Put each line of the material below, from the line containing "Task: set a pin on each instance of the person" down to the line containing "point(118, 125)", into a JSON list of strings with one string per line and no blank lines. Leave the pictures out of the list.

===== GIVEN RECORDS =====

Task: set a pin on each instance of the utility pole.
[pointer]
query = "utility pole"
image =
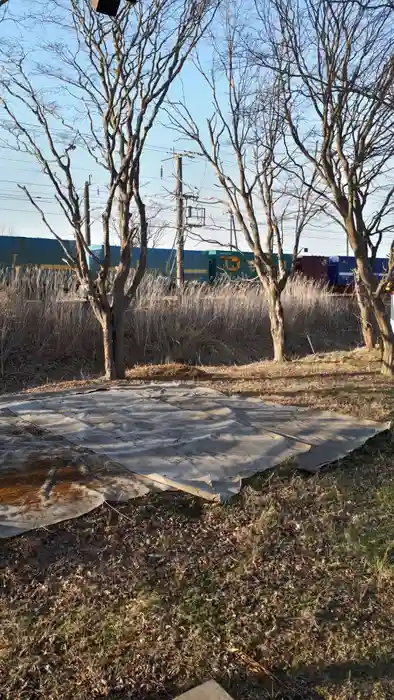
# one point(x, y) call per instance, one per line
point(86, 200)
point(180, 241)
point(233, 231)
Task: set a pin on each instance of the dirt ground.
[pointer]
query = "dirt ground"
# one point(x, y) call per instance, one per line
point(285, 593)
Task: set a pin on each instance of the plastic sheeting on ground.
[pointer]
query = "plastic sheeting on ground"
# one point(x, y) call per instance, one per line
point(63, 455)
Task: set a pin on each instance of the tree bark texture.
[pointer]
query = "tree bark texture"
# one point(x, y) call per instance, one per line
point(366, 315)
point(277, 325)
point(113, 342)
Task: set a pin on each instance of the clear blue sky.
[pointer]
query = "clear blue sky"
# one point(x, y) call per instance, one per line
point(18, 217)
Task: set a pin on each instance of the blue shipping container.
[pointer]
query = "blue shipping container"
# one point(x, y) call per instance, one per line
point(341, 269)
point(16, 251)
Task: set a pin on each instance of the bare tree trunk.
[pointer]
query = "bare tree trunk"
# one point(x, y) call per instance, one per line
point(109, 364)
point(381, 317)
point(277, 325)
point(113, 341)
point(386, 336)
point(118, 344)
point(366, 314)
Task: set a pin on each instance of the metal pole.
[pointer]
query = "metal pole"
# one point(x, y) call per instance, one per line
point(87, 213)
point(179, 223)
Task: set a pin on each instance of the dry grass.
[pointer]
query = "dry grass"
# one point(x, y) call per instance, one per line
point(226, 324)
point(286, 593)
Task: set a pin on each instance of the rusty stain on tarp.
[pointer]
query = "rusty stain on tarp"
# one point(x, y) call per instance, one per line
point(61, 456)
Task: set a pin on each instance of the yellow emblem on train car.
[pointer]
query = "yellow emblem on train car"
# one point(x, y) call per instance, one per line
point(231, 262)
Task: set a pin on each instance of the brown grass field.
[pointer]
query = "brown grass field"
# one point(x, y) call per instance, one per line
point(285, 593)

=====
===== GIVEN RECORDS =====

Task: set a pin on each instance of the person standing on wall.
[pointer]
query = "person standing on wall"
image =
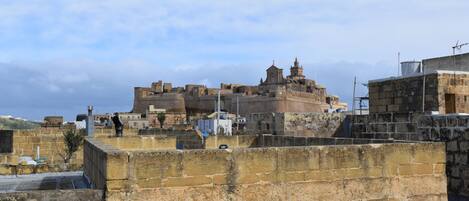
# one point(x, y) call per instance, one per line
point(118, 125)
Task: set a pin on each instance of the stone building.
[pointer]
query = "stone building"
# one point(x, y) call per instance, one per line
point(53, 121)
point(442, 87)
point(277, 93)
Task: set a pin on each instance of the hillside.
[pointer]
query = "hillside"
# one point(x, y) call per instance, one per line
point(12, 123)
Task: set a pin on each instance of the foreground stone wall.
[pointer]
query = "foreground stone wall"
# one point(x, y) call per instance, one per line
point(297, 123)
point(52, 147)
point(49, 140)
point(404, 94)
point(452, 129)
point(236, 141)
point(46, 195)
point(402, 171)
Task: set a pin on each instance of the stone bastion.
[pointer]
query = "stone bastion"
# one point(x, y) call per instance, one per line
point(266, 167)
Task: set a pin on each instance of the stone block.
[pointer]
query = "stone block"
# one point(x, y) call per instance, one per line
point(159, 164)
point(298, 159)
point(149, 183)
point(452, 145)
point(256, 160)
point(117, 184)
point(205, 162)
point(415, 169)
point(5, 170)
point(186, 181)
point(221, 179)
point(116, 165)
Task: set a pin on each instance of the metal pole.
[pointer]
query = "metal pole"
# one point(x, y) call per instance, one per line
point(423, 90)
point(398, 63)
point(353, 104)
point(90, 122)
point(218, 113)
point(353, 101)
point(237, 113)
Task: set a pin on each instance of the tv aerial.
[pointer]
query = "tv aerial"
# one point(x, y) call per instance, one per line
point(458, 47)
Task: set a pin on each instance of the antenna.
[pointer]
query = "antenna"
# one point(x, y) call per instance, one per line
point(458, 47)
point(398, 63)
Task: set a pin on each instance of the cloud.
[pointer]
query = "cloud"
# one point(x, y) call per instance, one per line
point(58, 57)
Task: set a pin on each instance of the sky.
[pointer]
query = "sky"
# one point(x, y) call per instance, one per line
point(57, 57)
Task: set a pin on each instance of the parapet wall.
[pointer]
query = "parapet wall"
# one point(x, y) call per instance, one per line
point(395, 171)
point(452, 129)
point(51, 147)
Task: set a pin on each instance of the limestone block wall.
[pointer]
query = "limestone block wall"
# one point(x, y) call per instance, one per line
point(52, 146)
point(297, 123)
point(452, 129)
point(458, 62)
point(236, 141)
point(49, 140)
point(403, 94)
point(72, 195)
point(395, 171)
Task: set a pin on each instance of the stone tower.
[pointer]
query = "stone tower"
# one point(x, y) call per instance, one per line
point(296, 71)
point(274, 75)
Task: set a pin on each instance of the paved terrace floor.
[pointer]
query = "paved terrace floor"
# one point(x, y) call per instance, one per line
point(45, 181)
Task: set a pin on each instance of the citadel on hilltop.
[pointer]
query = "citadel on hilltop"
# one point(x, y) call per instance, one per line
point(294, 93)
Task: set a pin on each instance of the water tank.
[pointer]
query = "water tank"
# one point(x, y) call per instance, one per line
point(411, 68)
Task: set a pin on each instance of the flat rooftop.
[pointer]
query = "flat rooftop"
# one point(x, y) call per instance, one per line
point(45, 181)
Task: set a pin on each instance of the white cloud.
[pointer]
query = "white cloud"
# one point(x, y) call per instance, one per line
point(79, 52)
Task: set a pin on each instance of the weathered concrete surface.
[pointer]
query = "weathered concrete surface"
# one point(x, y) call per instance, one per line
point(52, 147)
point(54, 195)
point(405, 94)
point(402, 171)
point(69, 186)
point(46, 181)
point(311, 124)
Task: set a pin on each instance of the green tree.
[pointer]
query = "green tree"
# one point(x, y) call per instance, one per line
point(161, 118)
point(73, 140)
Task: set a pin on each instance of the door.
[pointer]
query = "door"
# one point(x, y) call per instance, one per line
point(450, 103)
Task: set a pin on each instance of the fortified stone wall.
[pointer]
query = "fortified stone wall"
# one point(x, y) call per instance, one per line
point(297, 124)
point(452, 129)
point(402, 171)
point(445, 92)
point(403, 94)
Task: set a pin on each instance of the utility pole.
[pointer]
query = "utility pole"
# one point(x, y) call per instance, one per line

=====

- **RESPONSE TO THIS EXERCISE**
[
  "Task: set a pin on each instance of the person standing on wall.",
  "[pointer]",
  "query = \"person standing on wall\"",
  "image =",
  "# one point(x, y) call per instance, one per line",
  "point(118, 125)"
]